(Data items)
=-=-=

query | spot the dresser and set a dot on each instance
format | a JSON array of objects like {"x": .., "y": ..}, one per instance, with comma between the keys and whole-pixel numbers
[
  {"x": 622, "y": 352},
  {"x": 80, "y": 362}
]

=-=-=

WHAT YOU NEED TO DO: Would you set down all the lines above, exactly and in full?

ANSWER SPACE:
query | spot the dresser and set a dot on each instance
format | a JSON array of objects like {"x": .., "y": ..}, one per instance, with comma between the keys and whole-pixel numbers
[
  {"x": 622, "y": 352},
  {"x": 80, "y": 362}
]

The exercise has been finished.